[LISTING]

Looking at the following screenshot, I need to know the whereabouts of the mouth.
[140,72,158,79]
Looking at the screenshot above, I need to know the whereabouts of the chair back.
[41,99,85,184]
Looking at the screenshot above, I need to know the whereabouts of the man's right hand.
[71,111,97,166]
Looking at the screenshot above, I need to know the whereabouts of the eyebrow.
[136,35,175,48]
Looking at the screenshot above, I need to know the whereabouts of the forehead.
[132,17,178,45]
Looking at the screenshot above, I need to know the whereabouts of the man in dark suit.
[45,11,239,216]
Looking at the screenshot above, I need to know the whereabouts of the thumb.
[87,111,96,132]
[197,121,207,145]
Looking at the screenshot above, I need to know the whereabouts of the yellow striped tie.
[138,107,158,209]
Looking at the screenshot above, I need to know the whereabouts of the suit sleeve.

[WRITTEN PROBLEM] Write out all of the material above word for word, keeping every line in its original order.

[FINISHED TASK]
Looking at the following screenshot, I need to know the whereabouts of the mouth.
[140,72,158,79]
Looking at the screenshot above, I need to know the whereabouts of the chair back.
[41,99,85,184]
Looking at the screenshot above, I need to know the whereabouts of the man's right hand.
[71,111,97,166]
Looking at the screenshot above, I need to know the whereabouts of the eyebrow.
[136,35,175,48]
Looking at the screenshot above, I need to know the whereabouts of the forehead.
[132,17,178,45]
Looking at the screenshot above, I need to know the whereabouts of the man in dark suit.
[45,11,239,216]
Looking at the screenshot above, I need to know the whereabouts of the thumb.
[87,111,96,132]
[197,121,207,145]
Looking at the screenshot above, I need to know the whereabouts of the yellow striped tie.
[138,107,158,209]
Looking at the screenshot above, I need to know the whereabouts of the suit sleeve.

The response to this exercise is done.